» Required task
Nothing but the line with "query | spot the window" and the lines after it, through the end of the records below, is to be repeated, exactly as it is.

» Exercise material
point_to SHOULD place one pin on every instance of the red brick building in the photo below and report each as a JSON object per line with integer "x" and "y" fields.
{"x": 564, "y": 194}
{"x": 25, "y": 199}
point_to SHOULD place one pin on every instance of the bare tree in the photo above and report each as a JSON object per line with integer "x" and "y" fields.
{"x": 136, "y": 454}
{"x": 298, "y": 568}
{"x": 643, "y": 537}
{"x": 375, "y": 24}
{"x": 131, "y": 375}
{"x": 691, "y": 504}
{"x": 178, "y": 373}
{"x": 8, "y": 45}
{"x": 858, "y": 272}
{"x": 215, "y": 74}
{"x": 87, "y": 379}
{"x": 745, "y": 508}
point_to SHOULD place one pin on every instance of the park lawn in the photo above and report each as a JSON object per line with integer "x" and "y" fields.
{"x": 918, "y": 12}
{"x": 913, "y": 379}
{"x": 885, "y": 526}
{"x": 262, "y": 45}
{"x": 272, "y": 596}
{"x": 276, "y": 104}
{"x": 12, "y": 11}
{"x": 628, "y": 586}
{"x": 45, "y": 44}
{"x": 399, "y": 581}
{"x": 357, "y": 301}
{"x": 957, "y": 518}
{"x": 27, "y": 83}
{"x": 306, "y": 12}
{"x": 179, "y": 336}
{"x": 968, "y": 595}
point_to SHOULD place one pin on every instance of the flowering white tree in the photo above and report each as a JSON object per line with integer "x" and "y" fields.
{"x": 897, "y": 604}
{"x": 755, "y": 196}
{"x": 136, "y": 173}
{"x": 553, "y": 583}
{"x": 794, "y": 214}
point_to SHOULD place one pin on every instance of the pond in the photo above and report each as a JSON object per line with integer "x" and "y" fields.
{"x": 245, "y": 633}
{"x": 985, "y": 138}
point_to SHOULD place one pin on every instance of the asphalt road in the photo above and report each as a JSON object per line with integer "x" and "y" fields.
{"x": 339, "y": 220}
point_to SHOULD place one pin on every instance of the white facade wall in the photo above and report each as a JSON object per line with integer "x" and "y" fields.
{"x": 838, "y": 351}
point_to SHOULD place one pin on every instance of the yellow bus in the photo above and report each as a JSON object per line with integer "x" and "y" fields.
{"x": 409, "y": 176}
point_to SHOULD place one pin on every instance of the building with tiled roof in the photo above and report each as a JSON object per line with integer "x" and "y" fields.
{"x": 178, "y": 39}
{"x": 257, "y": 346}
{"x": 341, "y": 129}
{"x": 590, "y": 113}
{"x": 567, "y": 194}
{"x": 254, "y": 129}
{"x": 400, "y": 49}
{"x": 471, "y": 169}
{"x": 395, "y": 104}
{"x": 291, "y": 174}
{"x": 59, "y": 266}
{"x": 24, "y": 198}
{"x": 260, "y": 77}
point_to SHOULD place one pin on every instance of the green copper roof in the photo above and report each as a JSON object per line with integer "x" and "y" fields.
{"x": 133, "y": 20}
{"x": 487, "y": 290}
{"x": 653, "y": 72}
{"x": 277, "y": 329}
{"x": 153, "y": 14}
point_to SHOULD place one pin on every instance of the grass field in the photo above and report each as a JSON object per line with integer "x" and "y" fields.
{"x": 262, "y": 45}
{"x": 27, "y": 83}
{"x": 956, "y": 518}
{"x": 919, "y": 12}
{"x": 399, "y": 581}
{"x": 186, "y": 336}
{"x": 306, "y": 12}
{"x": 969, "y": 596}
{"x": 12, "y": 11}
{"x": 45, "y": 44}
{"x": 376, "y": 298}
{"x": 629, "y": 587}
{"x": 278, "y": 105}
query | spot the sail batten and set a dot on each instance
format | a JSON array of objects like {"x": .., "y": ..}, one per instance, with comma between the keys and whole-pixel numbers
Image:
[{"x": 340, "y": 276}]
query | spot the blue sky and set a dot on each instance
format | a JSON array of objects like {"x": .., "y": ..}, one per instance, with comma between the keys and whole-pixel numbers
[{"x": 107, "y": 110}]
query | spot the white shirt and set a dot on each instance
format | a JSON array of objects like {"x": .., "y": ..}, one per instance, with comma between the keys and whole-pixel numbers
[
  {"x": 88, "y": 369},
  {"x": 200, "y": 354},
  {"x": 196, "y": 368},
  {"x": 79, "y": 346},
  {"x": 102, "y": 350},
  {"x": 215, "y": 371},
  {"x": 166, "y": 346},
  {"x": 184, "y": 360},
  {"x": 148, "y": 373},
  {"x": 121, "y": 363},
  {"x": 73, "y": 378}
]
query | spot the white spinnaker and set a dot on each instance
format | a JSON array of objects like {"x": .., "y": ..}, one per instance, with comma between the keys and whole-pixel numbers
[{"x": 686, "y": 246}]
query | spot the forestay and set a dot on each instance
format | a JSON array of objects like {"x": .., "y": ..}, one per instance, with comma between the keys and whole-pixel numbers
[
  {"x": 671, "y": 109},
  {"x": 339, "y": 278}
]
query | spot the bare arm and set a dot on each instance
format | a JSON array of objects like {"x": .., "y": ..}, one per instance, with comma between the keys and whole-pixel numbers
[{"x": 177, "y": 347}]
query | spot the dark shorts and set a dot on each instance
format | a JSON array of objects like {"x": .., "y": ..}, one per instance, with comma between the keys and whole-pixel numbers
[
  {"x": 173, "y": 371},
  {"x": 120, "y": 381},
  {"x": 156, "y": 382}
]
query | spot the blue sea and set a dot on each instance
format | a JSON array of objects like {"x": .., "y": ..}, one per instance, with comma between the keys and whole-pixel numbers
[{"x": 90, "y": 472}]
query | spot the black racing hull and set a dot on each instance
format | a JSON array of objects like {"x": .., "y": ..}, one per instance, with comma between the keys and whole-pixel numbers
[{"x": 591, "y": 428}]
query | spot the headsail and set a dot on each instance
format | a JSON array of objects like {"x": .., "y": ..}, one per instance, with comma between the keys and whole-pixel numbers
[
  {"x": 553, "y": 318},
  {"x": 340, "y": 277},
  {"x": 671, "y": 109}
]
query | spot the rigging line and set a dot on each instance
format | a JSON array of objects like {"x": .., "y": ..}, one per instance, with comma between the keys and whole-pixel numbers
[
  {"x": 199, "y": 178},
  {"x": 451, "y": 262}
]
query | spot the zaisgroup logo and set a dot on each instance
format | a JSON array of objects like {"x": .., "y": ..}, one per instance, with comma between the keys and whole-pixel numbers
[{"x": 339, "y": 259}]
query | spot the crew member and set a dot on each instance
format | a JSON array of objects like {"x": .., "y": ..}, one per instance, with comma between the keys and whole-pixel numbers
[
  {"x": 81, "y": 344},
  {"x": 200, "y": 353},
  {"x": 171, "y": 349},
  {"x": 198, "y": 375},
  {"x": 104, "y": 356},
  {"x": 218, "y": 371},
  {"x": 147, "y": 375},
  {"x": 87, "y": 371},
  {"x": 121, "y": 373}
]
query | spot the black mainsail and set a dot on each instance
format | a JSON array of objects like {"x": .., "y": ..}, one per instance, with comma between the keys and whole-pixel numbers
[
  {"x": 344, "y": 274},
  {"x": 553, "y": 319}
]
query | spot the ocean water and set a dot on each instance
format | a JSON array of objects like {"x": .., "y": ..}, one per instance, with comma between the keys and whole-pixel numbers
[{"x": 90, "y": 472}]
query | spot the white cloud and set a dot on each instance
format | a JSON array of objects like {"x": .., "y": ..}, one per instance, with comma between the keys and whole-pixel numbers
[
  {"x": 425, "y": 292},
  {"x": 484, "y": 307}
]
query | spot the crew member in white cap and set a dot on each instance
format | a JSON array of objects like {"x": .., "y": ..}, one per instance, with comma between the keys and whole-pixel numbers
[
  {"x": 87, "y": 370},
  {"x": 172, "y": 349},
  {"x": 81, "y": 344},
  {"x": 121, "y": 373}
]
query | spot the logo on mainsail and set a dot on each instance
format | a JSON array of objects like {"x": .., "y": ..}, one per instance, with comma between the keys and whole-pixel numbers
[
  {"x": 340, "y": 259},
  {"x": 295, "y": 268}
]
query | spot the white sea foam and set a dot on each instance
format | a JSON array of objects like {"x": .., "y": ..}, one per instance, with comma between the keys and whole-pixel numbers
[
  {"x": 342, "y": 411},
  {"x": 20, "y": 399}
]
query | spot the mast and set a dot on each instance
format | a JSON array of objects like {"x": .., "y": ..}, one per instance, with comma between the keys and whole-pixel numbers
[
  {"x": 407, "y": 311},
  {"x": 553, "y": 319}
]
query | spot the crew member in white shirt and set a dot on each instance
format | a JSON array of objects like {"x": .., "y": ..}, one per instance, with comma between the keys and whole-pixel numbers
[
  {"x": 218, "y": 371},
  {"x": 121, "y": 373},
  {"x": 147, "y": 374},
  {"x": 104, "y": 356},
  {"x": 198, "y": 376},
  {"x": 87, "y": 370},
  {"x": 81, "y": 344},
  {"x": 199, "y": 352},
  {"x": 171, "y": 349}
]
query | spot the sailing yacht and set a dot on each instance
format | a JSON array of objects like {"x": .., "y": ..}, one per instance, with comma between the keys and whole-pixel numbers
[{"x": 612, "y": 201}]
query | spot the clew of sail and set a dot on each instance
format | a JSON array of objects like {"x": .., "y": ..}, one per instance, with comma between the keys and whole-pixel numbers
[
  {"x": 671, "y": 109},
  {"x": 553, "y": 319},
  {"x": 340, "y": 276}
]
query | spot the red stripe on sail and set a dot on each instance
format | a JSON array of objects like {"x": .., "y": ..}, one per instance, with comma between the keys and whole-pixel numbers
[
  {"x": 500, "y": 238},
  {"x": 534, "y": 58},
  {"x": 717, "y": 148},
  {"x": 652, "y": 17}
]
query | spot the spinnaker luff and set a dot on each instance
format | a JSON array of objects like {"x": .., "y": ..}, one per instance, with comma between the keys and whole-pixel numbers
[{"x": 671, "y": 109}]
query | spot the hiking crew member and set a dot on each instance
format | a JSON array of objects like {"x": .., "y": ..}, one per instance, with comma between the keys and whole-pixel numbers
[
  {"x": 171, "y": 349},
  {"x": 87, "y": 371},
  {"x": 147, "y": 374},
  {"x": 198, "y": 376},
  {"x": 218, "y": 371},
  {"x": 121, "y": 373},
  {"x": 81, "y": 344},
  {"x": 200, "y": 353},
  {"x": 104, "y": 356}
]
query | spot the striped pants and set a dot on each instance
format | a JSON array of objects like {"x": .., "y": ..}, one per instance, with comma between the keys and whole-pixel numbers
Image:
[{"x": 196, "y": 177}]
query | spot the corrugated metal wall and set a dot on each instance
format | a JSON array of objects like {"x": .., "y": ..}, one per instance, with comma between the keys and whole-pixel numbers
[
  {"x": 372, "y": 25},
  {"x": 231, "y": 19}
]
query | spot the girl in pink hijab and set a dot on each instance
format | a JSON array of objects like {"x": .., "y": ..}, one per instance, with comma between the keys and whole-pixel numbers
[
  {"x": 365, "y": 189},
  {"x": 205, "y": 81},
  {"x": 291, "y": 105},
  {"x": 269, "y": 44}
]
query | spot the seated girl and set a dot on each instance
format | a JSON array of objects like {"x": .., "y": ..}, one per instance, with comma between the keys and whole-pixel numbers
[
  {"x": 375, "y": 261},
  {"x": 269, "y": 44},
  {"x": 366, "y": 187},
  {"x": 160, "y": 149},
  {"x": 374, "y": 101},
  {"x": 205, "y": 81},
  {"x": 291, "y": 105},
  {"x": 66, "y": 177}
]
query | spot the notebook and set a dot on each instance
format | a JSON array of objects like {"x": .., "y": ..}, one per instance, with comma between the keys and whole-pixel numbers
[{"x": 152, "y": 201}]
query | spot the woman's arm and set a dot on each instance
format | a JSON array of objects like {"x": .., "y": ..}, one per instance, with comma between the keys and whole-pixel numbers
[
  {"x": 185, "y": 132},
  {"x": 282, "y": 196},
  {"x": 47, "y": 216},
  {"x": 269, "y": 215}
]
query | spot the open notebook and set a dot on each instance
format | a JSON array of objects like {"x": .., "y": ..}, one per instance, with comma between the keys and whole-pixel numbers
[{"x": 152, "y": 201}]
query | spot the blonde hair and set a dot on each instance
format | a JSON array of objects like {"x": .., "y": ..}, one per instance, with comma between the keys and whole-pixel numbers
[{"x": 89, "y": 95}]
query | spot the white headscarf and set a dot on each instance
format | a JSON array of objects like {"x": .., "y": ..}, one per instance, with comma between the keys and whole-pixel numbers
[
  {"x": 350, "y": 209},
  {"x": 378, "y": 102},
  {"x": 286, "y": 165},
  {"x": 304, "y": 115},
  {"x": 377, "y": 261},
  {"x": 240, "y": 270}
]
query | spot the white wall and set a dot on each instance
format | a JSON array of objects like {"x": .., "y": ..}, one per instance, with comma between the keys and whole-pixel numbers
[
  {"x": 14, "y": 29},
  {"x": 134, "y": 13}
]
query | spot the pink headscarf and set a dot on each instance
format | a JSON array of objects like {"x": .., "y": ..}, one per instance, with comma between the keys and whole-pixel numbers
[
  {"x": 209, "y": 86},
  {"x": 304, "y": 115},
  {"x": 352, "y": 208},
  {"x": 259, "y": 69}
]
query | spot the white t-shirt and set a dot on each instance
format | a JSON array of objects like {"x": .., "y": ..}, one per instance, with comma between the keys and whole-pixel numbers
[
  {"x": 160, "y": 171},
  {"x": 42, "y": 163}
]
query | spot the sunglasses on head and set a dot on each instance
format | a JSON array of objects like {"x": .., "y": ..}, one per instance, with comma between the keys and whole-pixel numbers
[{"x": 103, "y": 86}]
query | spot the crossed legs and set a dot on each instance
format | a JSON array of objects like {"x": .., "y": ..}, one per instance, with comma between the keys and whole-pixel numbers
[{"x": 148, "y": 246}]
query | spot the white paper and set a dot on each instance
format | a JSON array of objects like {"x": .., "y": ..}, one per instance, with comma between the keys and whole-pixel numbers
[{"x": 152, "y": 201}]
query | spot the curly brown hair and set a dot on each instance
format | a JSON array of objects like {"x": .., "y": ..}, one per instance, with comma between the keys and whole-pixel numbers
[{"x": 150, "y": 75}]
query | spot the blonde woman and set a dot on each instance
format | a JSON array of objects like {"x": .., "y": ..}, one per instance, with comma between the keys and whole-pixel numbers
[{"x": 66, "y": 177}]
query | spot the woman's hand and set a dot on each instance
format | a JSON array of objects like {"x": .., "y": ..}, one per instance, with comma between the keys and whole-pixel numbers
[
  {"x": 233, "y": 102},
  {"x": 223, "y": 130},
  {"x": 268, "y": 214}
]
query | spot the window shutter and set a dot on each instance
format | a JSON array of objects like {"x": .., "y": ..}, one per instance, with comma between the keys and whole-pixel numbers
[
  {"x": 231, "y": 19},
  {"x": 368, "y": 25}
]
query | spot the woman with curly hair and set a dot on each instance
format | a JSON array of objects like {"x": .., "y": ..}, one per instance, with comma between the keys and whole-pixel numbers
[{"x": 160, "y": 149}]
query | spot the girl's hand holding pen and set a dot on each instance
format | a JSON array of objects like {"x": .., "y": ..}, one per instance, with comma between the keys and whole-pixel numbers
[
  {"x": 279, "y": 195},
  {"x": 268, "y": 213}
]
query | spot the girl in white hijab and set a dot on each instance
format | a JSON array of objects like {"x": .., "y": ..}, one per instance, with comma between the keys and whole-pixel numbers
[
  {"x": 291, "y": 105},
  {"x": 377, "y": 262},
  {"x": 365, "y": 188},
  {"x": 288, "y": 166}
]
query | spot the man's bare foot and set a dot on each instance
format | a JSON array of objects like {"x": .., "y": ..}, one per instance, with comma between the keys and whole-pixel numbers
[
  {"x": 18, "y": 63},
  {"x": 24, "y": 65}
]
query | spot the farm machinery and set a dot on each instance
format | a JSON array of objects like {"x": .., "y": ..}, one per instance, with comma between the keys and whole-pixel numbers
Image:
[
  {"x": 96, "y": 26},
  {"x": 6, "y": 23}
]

» Complete response
query | spot the window shutter and set a dot on each instance
format | a JSON array of objects like {"x": .., "y": ..}, one per instance, with comma between the keys and whole-pixel numbers
[
  {"x": 231, "y": 19},
  {"x": 368, "y": 25}
]
query | spot the woman with curly hair and set a dot on each instance
format | a JSON array of objects like {"x": .., "y": ..}, one per instance, with comma between the keys and whole-pixel numbers
[{"x": 160, "y": 149}]
query | spot the girl's hand holding pen and set a dot on each instance
format | a JSON array of objects like {"x": .., "y": ..}, one per instance, with comma between the keys and whole-pixel numbers
[
  {"x": 279, "y": 195},
  {"x": 268, "y": 213}
]
query | spot the girl in white hijab and set a dot on each instance
format | a JSON array of objects like {"x": .., "y": ..}, one per instance, with comma between the keys and whole-pixel numbers
[
  {"x": 291, "y": 105},
  {"x": 377, "y": 262},
  {"x": 365, "y": 188},
  {"x": 288, "y": 166}
]
query | spot the man's bare foot and set a dot on each instance
format | a JSON array of objects like {"x": .., "y": ..}, one per instance, with comma between the keys and whole-pixel numbers
[
  {"x": 18, "y": 63},
  {"x": 24, "y": 65}
]
query | spot the farm machinery and set a dot on each instance
format | a JSON array of objects like {"x": .., "y": ..}, one per instance, with comma between the keys and whole-pixel numbers
Image:
[
  {"x": 96, "y": 26},
  {"x": 6, "y": 23}
]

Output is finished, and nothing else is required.